• Prompt
The response must contain every line from the records below that has "forest".

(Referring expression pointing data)
◇ ◇ ◇ ◇

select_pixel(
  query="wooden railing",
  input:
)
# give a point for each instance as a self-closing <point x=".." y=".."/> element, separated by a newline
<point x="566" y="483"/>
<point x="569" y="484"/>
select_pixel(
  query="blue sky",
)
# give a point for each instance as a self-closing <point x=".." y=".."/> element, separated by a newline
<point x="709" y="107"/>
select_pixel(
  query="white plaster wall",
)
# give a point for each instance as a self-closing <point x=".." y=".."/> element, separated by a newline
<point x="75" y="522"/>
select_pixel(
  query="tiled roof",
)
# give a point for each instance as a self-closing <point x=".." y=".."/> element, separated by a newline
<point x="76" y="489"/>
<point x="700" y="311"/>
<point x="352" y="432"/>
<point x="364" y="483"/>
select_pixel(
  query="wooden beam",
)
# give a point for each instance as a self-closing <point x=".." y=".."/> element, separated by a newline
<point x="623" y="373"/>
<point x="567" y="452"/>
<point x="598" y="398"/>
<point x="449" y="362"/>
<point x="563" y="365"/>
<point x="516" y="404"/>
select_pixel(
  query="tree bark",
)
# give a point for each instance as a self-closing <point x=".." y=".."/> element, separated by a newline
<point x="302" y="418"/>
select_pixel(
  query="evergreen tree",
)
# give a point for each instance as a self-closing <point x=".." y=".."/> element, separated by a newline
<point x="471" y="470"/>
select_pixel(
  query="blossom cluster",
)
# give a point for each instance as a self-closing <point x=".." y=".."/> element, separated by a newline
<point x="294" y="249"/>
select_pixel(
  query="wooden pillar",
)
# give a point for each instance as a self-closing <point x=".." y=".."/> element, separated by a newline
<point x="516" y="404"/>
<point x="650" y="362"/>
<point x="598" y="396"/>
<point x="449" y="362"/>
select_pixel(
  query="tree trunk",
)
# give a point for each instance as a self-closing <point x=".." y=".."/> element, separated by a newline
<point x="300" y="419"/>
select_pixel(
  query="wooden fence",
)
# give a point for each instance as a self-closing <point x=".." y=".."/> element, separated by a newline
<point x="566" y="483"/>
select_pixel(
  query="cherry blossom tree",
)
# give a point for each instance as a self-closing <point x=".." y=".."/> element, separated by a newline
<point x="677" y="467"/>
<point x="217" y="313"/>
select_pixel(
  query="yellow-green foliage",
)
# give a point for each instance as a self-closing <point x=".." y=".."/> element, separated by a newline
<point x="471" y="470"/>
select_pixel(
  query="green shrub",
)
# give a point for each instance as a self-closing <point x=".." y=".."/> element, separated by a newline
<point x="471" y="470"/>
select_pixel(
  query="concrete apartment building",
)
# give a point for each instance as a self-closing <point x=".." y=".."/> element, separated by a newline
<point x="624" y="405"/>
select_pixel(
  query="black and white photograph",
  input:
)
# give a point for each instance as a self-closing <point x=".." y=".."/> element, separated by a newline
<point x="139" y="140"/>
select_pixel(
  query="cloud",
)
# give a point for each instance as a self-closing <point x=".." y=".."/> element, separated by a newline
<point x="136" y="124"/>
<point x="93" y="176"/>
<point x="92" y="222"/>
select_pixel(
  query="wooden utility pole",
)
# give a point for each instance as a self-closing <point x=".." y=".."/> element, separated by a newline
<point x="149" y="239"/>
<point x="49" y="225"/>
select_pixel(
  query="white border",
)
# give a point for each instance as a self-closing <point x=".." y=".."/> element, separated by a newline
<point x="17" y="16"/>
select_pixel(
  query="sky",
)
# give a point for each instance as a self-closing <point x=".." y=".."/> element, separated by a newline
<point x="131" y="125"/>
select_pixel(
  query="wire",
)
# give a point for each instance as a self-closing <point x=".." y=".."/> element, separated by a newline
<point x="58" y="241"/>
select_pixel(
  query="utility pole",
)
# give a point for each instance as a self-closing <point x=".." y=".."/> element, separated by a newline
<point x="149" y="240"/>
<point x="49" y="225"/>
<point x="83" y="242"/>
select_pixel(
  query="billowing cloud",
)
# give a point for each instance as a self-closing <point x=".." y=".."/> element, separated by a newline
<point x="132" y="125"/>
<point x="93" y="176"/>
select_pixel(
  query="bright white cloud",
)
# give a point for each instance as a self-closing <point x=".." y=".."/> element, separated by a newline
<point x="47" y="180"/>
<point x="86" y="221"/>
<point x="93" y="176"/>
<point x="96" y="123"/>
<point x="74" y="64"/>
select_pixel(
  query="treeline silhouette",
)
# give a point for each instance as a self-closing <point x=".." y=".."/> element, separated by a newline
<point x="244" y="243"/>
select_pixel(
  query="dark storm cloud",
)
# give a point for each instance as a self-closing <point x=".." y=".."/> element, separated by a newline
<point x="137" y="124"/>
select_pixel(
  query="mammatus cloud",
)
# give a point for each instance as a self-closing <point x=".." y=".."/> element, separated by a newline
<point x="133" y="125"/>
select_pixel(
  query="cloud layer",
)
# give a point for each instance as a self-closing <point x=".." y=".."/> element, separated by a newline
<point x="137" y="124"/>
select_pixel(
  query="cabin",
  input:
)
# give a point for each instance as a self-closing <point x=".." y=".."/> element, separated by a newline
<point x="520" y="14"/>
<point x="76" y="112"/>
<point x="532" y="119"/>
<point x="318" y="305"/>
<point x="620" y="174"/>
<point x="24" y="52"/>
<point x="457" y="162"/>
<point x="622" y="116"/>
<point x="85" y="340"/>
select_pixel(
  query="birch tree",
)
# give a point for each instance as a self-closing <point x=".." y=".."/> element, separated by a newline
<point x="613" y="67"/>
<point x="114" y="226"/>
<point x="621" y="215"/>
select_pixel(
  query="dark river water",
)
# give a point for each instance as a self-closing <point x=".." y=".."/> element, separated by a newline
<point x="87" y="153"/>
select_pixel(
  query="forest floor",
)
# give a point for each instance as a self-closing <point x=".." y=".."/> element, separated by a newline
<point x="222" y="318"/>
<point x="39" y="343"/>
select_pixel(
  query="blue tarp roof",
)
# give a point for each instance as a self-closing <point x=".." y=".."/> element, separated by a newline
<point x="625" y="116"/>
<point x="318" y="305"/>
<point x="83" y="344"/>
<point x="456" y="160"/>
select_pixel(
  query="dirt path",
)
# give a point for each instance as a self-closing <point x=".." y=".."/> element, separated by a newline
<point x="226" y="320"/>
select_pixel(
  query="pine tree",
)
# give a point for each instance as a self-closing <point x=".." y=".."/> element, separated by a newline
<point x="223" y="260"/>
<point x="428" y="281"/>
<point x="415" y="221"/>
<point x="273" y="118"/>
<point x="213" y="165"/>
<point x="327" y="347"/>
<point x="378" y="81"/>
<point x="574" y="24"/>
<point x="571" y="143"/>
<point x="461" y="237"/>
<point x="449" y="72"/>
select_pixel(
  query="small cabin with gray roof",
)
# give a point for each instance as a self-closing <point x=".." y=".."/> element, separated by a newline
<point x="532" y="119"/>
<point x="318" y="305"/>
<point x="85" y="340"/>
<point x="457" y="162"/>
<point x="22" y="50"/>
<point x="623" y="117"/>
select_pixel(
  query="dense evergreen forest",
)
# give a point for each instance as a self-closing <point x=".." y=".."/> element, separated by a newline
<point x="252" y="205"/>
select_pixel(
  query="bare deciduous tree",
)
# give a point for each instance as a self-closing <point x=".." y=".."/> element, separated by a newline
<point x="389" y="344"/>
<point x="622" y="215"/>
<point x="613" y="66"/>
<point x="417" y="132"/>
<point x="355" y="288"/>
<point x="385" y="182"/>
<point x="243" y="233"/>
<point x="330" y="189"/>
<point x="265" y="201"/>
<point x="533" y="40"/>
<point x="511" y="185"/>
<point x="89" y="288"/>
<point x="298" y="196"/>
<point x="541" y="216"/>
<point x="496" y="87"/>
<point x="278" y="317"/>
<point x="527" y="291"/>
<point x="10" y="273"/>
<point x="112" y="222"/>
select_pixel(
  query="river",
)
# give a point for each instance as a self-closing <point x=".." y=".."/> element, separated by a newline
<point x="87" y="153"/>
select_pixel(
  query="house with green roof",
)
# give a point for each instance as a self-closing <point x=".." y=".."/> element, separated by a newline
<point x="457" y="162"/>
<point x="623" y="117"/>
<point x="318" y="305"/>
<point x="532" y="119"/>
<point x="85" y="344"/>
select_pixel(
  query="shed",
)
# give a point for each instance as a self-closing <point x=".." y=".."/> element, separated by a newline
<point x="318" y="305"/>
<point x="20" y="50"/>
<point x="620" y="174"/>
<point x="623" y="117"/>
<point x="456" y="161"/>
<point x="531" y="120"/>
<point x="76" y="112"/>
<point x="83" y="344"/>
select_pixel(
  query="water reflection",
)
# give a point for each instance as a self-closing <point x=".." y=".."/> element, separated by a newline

◇ ◇ ◇ ◇

• Answer to this exercise
  query="forest floor",
  query="dense evergreen forest",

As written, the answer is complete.